What you should do
Please write out every line of the records below as a JSON list of strings, one string per line, skipping blank lines and leaving the pictures out.

────

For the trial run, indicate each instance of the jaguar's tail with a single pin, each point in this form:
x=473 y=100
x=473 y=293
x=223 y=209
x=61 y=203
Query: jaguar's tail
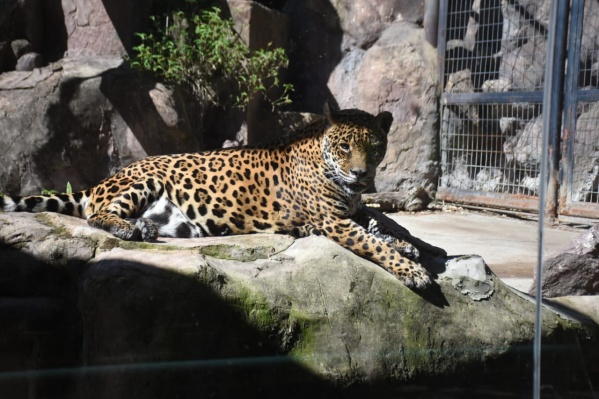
x=68 y=204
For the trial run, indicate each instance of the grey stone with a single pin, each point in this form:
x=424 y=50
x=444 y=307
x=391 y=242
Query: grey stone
x=586 y=167
x=575 y=271
x=33 y=22
x=29 y=61
x=397 y=74
x=523 y=45
x=304 y=317
x=20 y=47
x=81 y=120
x=363 y=21
x=470 y=275
x=103 y=28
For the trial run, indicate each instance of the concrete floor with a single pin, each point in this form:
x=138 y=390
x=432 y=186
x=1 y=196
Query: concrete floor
x=508 y=245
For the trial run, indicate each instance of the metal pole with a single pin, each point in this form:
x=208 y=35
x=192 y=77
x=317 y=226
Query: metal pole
x=551 y=98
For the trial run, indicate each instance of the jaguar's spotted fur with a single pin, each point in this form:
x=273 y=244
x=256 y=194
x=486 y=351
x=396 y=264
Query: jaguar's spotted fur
x=308 y=183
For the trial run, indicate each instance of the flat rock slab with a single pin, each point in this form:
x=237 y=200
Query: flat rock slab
x=278 y=316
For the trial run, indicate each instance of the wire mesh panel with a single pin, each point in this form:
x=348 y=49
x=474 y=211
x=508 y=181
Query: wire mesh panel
x=582 y=145
x=493 y=70
x=585 y=187
x=498 y=152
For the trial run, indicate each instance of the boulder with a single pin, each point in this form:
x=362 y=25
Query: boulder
x=575 y=271
x=103 y=28
x=265 y=315
x=29 y=61
x=586 y=167
x=81 y=120
x=397 y=74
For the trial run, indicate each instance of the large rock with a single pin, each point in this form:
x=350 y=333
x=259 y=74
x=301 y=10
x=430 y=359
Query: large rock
x=103 y=28
x=397 y=74
x=586 y=165
x=265 y=315
x=81 y=120
x=575 y=271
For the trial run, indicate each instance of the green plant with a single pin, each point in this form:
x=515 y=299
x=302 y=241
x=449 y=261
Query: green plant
x=202 y=52
x=68 y=190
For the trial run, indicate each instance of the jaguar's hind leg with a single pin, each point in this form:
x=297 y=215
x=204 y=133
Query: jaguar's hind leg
x=118 y=215
x=141 y=229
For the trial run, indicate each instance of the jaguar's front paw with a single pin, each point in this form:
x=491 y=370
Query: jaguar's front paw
x=413 y=275
x=407 y=250
x=147 y=229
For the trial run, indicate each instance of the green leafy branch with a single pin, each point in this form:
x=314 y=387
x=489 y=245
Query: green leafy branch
x=202 y=51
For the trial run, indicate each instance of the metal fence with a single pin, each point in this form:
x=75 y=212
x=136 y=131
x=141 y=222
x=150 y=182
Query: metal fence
x=493 y=56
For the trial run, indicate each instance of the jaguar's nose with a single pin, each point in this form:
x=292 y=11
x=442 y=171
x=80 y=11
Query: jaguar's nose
x=358 y=173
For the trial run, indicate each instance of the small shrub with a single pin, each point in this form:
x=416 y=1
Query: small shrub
x=199 y=52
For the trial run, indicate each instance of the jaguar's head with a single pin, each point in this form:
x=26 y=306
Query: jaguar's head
x=353 y=145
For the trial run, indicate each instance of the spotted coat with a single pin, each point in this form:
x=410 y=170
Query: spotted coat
x=307 y=183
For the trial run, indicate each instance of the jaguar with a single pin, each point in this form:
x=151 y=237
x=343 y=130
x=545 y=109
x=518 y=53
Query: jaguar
x=308 y=182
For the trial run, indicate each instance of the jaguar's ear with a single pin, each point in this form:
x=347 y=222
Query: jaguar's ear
x=329 y=113
x=384 y=121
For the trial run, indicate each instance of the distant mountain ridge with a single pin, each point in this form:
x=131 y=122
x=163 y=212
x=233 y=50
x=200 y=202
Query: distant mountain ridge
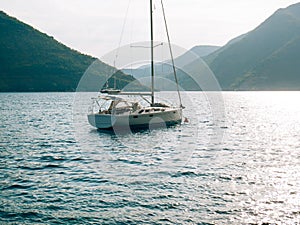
x=33 y=61
x=266 y=58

────

Exercise response
[
  "For the trial run, indicate each instance of the jaguar's tail with a single pin, each point in this form:",
  "x=473 y=100",
  "x=473 y=293",
  "x=223 y=209",
  "x=61 y=203",
  "Query: jaguar's tail",
  "x=68 y=204",
  "For the trial run, indicate each instance of the grey stone with a single pin, each point in this form:",
  "x=424 y=50",
  "x=444 y=307",
  "x=391 y=242",
  "Query: grey stone",
  "x=586 y=167",
  "x=575 y=271",
  "x=33 y=22",
  "x=29 y=61",
  "x=397 y=74",
  "x=523 y=45",
  "x=304 y=317",
  "x=20 y=47",
  "x=81 y=120",
  "x=363 y=21",
  "x=470 y=275",
  "x=103 y=28",
  "For the trial run, indicate each instance of the concrete floor with a single pin, each point in this form:",
  "x=138 y=390",
  "x=432 y=186",
  "x=1 y=196",
  "Query: concrete floor",
  "x=508 y=245",
  "For the trial run, indicate each instance of the metal pole with a single pin, each point in this form:",
  "x=208 y=35",
  "x=192 y=77",
  "x=317 y=226",
  "Query: metal pole",
  "x=551 y=98",
  "For the trial run, indicate each instance of the jaguar's spotted fur with a single pin, each point in this form:",
  "x=273 y=244",
  "x=256 y=194",
  "x=486 y=351",
  "x=396 y=264",
  "Query: jaguar's spotted fur",
  "x=308 y=183",
  "For the trial run, indicate each instance of the flat rock slab with a single pin, each point in this form:",
  "x=237 y=200",
  "Query: flat rock slab",
  "x=278 y=316",
  "For the trial run, indicate each instance of the wire mesh panel with a single pin, each point in this form:",
  "x=348 y=49",
  "x=474 y=211",
  "x=508 y=181",
  "Query: wire mesh panel",
  "x=582 y=145",
  "x=493 y=70",
  "x=585 y=187",
  "x=498 y=152",
  "For the trial run, indicate each instance of the boulder with a single pin, each point in this form:",
  "x=362 y=25",
  "Query: boulder",
  "x=575 y=271",
  "x=103 y=28",
  "x=265 y=315",
  "x=29 y=61",
  "x=586 y=167",
  "x=81 y=120",
  "x=397 y=74",
  "For the trial run, indicate each instance of the large rock with a single pin, each point in this form:",
  "x=350 y=333",
  "x=259 y=74",
  "x=301 y=10",
  "x=430 y=359",
  "Query: large rock",
  "x=103 y=28",
  "x=397 y=74",
  "x=586 y=165",
  "x=265 y=315",
  "x=81 y=120",
  "x=575 y=271",
  "For the trial run, indicate each instance of the green plant with a single pin, each point in this form:",
  "x=515 y=299",
  "x=302 y=241",
  "x=449 y=261",
  "Query: green plant",
  "x=202 y=52",
  "x=68 y=190",
  "For the trial run, indicate each instance of the jaguar's hind leg with a single pin, each point in this form:",
  "x=297 y=215",
  "x=204 y=133",
  "Query: jaguar's hind leg",
  "x=118 y=215",
  "x=141 y=229",
  "For the trial run, indicate each instance of the jaguar's front paw with a single pin, each point in this form:",
  "x=491 y=370",
  "Query: jaguar's front paw",
  "x=413 y=275",
  "x=407 y=250",
  "x=147 y=229",
  "For the trial run, indicate each instance of the green leafy branch with a single pin, each point in this form:",
  "x=314 y=387",
  "x=489 y=245",
  "Query: green leafy branch",
  "x=202 y=51",
  "For the trial run, indicate each instance of the metal fence with a single pin, each point in this form:",
  "x=75 y=212",
  "x=136 y=131",
  "x=141 y=222",
  "x=150 y=182",
  "Query: metal fence",
  "x=493 y=56",
  "For the trial run, indicate each instance of the jaguar's nose with a single pin, each point in this form:",
  "x=292 y=11",
  "x=442 y=171",
  "x=80 y=11",
  "Query: jaguar's nose",
  "x=358 y=173",
  "For the trial run, indicate each instance of the small shrub with a single pin, each point in this form:",
  "x=416 y=1",
  "Query: small shrub",
  "x=199 y=52",
  "For the trial run, indicate each instance of the jaguar's head with a single pin, each point in this form:",
  "x=26 y=306",
  "Query: jaguar's head",
  "x=353 y=145",
  "For the trial run, indicate each instance of the spotted coat with a single pin, each point in this form:",
  "x=410 y=170",
  "Query: spotted coat",
  "x=307 y=183",
  "For the trial run, indicate each instance of the jaguar with a single pin, each point in this form:",
  "x=151 y=237",
  "x=343 y=130",
  "x=545 y=109",
  "x=518 y=53",
  "Query: jaguar",
  "x=308 y=182",
  "For the trial run, indicate each instance of the jaguar's ear with a single pin, each point in this form:",
  "x=347 y=222",
  "Query: jaguar's ear",
  "x=329 y=113",
  "x=384 y=121",
  "For the trial run, indicate each instance of the distant mountain ridge with a single pin, each point in this form:",
  "x=131 y=122",
  "x=163 y=212",
  "x=233 y=50",
  "x=200 y=202",
  "Query: distant mountain ridge",
  "x=33 y=61",
  "x=266 y=58"
]